Location labeling records:
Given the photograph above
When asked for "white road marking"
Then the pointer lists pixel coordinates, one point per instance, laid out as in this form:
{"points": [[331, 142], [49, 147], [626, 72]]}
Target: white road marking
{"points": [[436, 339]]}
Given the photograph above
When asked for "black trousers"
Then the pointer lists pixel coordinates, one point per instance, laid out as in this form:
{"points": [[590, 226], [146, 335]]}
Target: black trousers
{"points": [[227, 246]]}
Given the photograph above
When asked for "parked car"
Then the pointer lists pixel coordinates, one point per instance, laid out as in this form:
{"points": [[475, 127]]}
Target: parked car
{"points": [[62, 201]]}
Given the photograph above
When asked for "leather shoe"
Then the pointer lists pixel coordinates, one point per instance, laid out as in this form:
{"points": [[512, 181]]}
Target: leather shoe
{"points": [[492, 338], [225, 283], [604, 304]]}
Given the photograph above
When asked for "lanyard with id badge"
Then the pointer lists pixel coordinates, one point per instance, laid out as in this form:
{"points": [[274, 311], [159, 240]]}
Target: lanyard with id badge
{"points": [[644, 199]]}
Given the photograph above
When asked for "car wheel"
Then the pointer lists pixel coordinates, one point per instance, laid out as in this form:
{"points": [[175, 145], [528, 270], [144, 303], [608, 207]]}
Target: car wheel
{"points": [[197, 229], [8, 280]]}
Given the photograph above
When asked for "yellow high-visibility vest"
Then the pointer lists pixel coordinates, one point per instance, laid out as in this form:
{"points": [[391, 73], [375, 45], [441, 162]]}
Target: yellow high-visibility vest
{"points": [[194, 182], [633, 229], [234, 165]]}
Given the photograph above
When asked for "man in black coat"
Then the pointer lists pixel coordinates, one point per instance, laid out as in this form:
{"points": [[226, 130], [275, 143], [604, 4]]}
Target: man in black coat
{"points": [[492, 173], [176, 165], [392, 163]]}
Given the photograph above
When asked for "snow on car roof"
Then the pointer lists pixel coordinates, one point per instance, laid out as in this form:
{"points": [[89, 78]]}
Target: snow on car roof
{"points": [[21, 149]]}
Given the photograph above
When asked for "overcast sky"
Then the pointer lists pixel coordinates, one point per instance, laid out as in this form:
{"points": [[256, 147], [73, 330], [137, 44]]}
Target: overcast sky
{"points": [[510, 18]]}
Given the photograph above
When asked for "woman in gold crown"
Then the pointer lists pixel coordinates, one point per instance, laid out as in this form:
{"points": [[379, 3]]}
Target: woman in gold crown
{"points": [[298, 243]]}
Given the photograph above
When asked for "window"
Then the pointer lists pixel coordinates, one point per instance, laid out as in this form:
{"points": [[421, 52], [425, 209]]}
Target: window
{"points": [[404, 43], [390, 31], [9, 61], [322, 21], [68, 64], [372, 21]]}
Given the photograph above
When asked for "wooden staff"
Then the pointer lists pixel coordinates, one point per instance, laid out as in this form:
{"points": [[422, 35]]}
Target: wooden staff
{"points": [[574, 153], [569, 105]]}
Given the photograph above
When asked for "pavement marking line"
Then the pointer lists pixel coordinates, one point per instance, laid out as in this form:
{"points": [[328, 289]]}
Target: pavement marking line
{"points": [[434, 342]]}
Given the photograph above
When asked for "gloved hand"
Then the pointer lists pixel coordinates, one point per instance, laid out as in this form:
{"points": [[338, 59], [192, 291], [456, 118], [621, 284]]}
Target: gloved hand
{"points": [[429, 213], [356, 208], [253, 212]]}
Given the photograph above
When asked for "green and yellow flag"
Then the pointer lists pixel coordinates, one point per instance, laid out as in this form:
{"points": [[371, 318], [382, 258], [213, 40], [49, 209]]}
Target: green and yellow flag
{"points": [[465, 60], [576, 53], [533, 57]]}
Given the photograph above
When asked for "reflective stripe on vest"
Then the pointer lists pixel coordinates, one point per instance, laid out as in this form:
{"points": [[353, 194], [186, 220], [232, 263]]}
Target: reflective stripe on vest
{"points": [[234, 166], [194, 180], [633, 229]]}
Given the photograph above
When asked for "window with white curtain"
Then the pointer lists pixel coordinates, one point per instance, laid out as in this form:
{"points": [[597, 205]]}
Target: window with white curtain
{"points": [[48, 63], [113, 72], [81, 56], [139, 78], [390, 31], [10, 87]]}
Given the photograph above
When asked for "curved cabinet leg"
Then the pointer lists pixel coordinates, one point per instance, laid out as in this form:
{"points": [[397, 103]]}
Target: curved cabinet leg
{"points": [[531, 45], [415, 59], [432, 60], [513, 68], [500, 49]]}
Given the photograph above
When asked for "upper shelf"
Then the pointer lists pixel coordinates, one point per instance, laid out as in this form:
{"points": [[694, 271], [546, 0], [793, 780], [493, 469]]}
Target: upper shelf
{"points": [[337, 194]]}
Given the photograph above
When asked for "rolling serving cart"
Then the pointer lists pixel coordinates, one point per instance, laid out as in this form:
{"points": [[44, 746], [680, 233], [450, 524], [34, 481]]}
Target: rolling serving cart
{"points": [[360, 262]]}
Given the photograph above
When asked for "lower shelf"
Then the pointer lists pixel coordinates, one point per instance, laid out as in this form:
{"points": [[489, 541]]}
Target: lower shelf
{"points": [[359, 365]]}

» Stated exercise
Quote the data in full, keeping each word unchanged.

» Reply
Given the photograph above
When asked for "white road marking"
Then the pointer lists pixel coordinates, one point per instance, laid out as in this form:
{"points": [[331, 142], [49, 147], [626, 72]]}
Target: white road marking
{"points": [[436, 339]]}
Given the photograph above
When asked for "black trousers"
Then the pointer lists pixel coordinates, one point per instance, laid out as in this form:
{"points": [[590, 226], [146, 335]]}
Target: black trousers
{"points": [[227, 246]]}
Given the photograph above
When asked for "parked car"
Then the pointer lists pixel coordinates, one point per instance, laid out as in this form:
{"points": [[475, 127]]}
Target: parked car
{"points": [[62, 201]]}
Given the photograph above
When asked for "leather shoe"
Then the pointer lists pixel coordinates, one point per instance, laid out as in this form:
{"points": [[512, 181]]}
Target: leather shoe
{"points": [[492, 338], [225, 283], [604, 304]]}
Given the photograph above
When asked for "lanyard with id badge"
Then the pointer lists pixel coordinates, one point per instance, laid out as in this form:
{"points": [[274, 311], [159, 240]]}
Target: lanyard with id badge
{"points": [[644, 199]]}
Given the photograph above
When asked for "car wheel"
Then the pointer lists pixel coordinates, one point per instance, laid out as in this form:
{"points": [[175, 145], [528, 270], [144, 303], [608, 207]]}
Target: car wheel
{"points": [[197, 229], [8, 280]]}
Given the photograph above
When asked for "yellow high-visibility vest"
Then the pointer lists pixel coordinates, one point per instance, laid out as in this form:
{"points": [[391, 73], [375, 45], [441, 162]]}
Target: yellow high-visibility vest
{"points": [[194, 182], [633, 229], [234, 165]]}
Given the photograph above
When asked for "man in black coat"
Then the pointer lists pixel coordinates, one point per instance, laid out as in this form:
{"points": [[226, 130], [275, 143], [604, 4]]}
Target: man in black coat
{"points": [[492, 173], [176, 165], [392, 163]]}
Given the photograph above
When asked for "snow on car roof"
Then the pointer lists pixel coordinates, one point per instance, laid out as in this form:
{"points": [[89, 78]]}
Target: snow on car roof
{"points": [[21, 149]]}
Given the photograph above
When asked for "overcast sky"
Then the pointer lists pixel coordinates, one point per instance, laid out as in this form:
{"points": [[256, 147], [73, 330], [137, 44]]}
Target: overcast sky
{"points": [[510, 18]]}
Given the photograph above
When asked for "woman in gold crown"
Then the pointer lists pixel coordinates, one point per instance, laid out as in this form:
{"points": [[379, 3]]}
Target: woman in gold crown
{"points": [[298, 243]]}
Given the photograph above
When asked for "window"
Then the pointer lists pixel coordinates, one point per instance, laid out as in this form:
{"points": [[421, 52], [425, 209]]}
Target: window
{"points": [[404, 43], [390, 31], [9, 61], [322, 21], [68, 64], [372, 21]]}
Given the photograph above
When asked for "wooden staff"
Then the pointer lists pixel coordinates, one point per instance, laid out as in this form:
{"points": [[422, 35]]}
Target: wooden staff
{"points": [[574, 153], [569, 105]]}
Given the photograph above
When asked for "pavement marking line"
Then the pointer lists pixel coordinates, one point per instance, laid out as in this form:
{"points": [[328, 289]]}
Target: pavement marking line
{"points": [[434, 342]]}
Given the photograph above
When asked for "gloved hand"
Then the pointer lists pixel coordinates, one point per instance, laid out as in this form:
{"points": [[338, 59], [192, 291], [456, 118], [621, 284]]}
Target: gloved hand
{"points": [[429, 213], [356, 208], [253, 212]]}
Given the photograph above
When asked for "green and yellow flag"
Then the pointer lists pixel coordinates, one point per instance, laid out as in this form:
{"points": [[371, 318], [382, 258], [213, 40], [49, 209]]}
Target: green and yellow flag
{"points": [[465, 60], [576, 53], [533, 57]]}
Given the photograph above
When asked for "reflective stripe on vest"
Then the pointer lists pixel coordinates, one point per instance, laid out as in this form:
{"points": [[353, 194], [186, 220], [232, 263]]}
Target: reflective stripe on vest
{"points": [[234, 166], [194, 180], [633, 229]]}
Given the photograph above
When asked for "window with white curtain"
Then the pointer lists pixel coordinates, one point per instance, laid out as in this form:
{"points": [[597, 205]]}
Target: window with white curtain
{"points": [[48, 63], [113, 72], [81, 56], [139, 78], [390, 31], [10, 87]]}
Given the photograph above
When asked for "curved cabinet leg"
Then the pointer lists pixel coordinates, one point per instance, laid out as in this form:
{"points": [[397, 103]]}
Target: curved cabinet leg
{"points": [[531, 45], [415, 59], [432, 60], [513, 68], [500, 49]]}
Given the photograph above
When asked for "upper shelf"
Then the pointer lists pixel coordinates, one point per instance, laid out as in this form:
{"points": [[694, 271], [546, 0], [793, 780], [493, 469]]}
Target: upper shelf
{"points": [[337, 194]]}
Given the photograph above
When asked for "rolling serving cart"
Then the pointer lists pixel coordinates, one point per instance, laid out as in this form:
{"points": [[44, 746], [680, 233], [450, 524], [34, 481]]}
Target: rolling serving cart
{"points": [[360, 262]]}
Given the photograph above
When asked for "lower shelf"
Then the pointer lists pixel coordinates, one point per instance, laid out as in this form:
{"points": [[489, 541]]}
Target: lower shelf
{"points": [[359, 365]]}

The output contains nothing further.